## Short problem A
In the clock spring text below, list every measurement given for the raw spring material and for the barrel it suits.

Before I continue I feel compelled to say that this is not something you should attempt yourself. Its dangerous when a spring uncoils uncontrolled and you are essentailly dealing with a high speed out of control carbon blade. So dont do it.

My method is very old school because I enjoy setting myself the challenges of the original craftsmen. It produces a much more authenic product and means that I really get to know my components very well. This allows me to predict and tailor how they will perform when installed. And its great fun high kudos clockery of course.

Heres a quick picture journal of one I did today.

This is the basic raw material. In this instance is 145cm length, 2cm height, and .5mm thickness suitable for a 45mm barrel diameter. Theres a calculation you have to do I wont bore you with.

The next shot shows the end holes being drilled. The spring wire is so carbon toughened that you cant drill it without first heating the area to be drilled red hot. This reduces the stresses in the metal, burns the carbon out, and makes it closer to mild steel the more you heat and slowly cool. Drilling still requires a cobalt bit in my experience, or HSS if your on a budget. I normally use cobalt because they are stiffer and hold their position well. HSS tend to skate a bit on hard surfaces and are unusable on a hand drill. My drill is a bench mounted unit which is an excellent investment as a general tool anyway. The bit bellow is HSS simply because cobalts of that guage are quite pricey. HSS is better for larger bits!.

Compressing the spring requires a modern spring winder (boring) or a wooden jig with a central metal core for the winding. The jig needs to be braced with wire before any pressure is applied. Once its tight all round then the spring is wound. The picture above shows the wound spring ready for fixing with a wire retainer.

The end result is the bound and coiled spring ready for insertion into the barrel.

Once the spring is pressed into the barrel its ready to fit the arbor.

I always cut a deeper fastening point on the arbor for good measure and to ensure it catches the spring firmly if the clock is ever reverse wound (which disengages the arbor so dont do it).

Thats a quick overview of how its done on a bepoke. If its a stock spring you can see which bits I dont have to do although the majority of the work on a spring change is getting the entire movment disassembled as the spring is really deep in the heart of the mechanics.

How to tell if your clock spring is broken

If you think you have a broken mainspring and would like me to replace please give me a call. You can tell your mainspring is broken by turning the key – if it meets some resistance and winds a bit bofore “slipping” you know you have a break in the middle of your mainspring. If the key turns with no resistance than that is better news as it means the spring may have slipped its arbor and can just be reconnected as opposed to replaced which is about half the cost.

## Short problem B
Please rename "Result" to "Answer" in the rows, starting at the first row and ending at the line containing "M91 63L88 66L90 71L94 71L97 69L98 66L95 63Z". Give those lines again with nothing else changed, and leave the pictures out.

## Data rows
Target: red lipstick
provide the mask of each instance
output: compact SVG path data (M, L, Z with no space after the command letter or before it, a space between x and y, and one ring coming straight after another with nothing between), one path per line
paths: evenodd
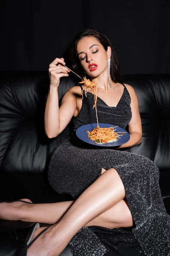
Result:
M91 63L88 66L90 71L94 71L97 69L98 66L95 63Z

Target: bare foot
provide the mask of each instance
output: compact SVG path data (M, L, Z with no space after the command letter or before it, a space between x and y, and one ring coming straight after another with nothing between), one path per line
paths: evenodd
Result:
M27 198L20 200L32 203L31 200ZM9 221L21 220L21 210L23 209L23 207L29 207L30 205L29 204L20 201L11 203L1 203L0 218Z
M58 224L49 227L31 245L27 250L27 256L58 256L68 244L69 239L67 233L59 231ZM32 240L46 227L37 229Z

## Complete answer A
145cm length
2cm height
.5mm thickness
45mm barrel diameter

## Complete answer B
Target: red lipstick
provide the mask of each instance
output: compact SVG path data (M, L, Z with no space after the command letter or before it, a space between x and y, and one ring coming straight after another with nothing between), one path per line
paths: evenodd
Answer:
M91 63L88 66L90 71L94 71L97 69L98 66L95 63Z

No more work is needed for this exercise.